● **Goal A**:
In the rows further down, write out every line again from the one with "Please place a dot on the delay" through the end of the rows, requests included, and multiply each answer coordinate by 2.4, rounding to whole numbers with halves going up. Keep the sample coordinates in the requests unchanged, and leave the pictures out.

● **Excerpt**:
· · · · ·
To facilitate the adoption of rUSD as a trusted stablecoin outside of the ReSource trading network, reserved rUSD, SOURCE, and other forms of equity capital are utilized to establish rUSD:cUSD liquidity pools. The following arbitrage mechanism then ensures the 1:1 peg of the trading pair.

In short, the Reserve utilizes its SOURCE income to offer 1 cUSD worth of SOURCE against one unit of rUSD at all times. This creates an arbitrage opportunity in case that the price of rUSD drops below 1 cUSD on the open market. Vice versa, in the event that the rUSD price rises above that of cUSD, network members are incentivised to deepen their debt positions and use the so created rUSD to purchase cUSD, driving the rUSD price down towards the pegging target.

The rUSD accumulated within the Reserve following this process can then be either directly sold to network members seeking to close their debt positions, or alternatively, to third parties in the form of Gift Cards which can then purchase goods and services from network members.

It should be noted that the overall rUSD supply is tightly correlated with the size and trading volume of the ReSource Network. The higher the demand for ReSource credit lines, the greater the amount of rUSD minted into existence. On the other hand, being a result of network fee payments, the amount of reserved SOURCE is likewise tightly correlated with the same metrics. This, in conjunction with the fact that all circulating rUSD experience buy pressures exercised by rUSD debtors, fortifies the above mentioned pegging mechanism while limiting the publicly available supply of rUSD within margins carrierable by the ReSource trading network.
· · · · ·
● **Goal B**:
Copy the passage on the rUSD peg word for word, from "In short, the" to "the pegging target.".

● **Rows**:
· · · · ·
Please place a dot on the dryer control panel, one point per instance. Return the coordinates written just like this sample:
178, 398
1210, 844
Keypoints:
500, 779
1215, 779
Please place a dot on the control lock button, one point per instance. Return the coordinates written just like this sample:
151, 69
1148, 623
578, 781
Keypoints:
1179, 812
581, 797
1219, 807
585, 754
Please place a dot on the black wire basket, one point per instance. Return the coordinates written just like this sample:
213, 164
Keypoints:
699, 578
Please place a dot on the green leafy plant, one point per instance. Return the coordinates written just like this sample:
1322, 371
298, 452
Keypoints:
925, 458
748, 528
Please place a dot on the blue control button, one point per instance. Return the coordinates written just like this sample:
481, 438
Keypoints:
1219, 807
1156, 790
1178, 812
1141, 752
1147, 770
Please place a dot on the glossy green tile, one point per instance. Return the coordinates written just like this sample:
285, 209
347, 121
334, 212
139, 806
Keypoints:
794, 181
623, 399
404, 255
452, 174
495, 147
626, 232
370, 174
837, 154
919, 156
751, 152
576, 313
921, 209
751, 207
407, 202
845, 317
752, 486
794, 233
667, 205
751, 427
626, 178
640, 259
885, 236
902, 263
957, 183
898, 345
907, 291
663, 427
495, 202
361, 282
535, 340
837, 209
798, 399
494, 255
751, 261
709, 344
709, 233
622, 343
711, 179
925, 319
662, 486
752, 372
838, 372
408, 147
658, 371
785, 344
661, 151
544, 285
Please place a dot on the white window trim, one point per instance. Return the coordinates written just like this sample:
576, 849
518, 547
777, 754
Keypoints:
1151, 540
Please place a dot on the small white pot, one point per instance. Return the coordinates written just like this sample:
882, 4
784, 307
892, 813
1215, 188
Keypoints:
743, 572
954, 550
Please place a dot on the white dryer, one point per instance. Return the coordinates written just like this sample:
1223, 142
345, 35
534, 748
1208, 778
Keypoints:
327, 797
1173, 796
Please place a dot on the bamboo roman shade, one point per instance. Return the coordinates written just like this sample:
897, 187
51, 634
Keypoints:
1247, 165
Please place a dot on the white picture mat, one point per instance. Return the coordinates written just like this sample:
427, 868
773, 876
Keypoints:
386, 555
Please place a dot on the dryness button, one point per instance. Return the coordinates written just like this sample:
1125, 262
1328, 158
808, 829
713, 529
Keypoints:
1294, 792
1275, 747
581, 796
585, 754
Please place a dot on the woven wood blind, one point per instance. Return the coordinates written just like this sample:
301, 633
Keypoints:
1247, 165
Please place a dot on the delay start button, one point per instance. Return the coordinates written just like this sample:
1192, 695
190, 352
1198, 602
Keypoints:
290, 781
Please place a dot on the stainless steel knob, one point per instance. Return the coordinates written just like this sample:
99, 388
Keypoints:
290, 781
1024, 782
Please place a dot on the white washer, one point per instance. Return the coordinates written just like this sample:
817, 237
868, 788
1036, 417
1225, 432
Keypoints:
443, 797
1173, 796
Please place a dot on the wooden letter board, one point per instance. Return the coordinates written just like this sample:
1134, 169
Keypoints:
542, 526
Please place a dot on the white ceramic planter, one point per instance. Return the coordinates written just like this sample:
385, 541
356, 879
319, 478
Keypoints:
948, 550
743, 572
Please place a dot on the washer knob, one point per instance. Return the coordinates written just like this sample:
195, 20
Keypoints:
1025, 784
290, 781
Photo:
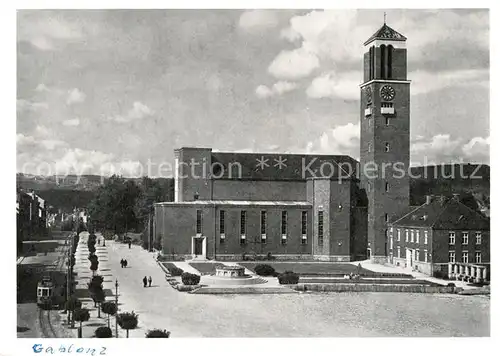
· · · · ·
● **Exercise response A**:
Please place a dot on the delay start button, one point per instance. Return the coordinates written just like this sample:
1192, 695
190, 352
1198, 602
Keypoints:
696, 1874
Please place a dot on the stainless steel knob, one point per instance. Return the coordinates written just like this sample:
99, 388
Keypoints:
696, 1874
2458, 1877
Please place a dot on the white washer, one point per instance. Return the coordinates written just like this sample:
817, 237
868, 788
1036, 417
1225, 432
Keypoints:
1063, 1913
2815, 1910
Please place a dot on the wooden letter board, one point per instance. Return the coordinates written just like this sample:
1134, 169
Keypoints:
1301, 1262
Please place a dot on the white ceramic planter, one point per instance. Return the coordinates written just like this sample:
385, 541
356, 879
319, 478
Keypoints:
2275, 1320
1783, 1373
Please place a dot on the washer knob, one point per instance. Return the coordinates written just like this sample:
195, 20
Keypoints:
2460, 1882
696, 1874
Photo:

● **Exercise response B**:
In short, the Reserve utilizes its SOURCE income to offer 1 cUSD worth of SOURCE against one unit of rUSD at all times. This creates an arbitrage opportunity in case that the price of rUSD drops below 1 cUSD on the open market. Vice versa, in the event that the rUSD price rises above that of cUSD, network members are incentivised to deepen their debt positions and use the so created rUSD to purchase cUSD, driving the rUSD price down towards the pegging target.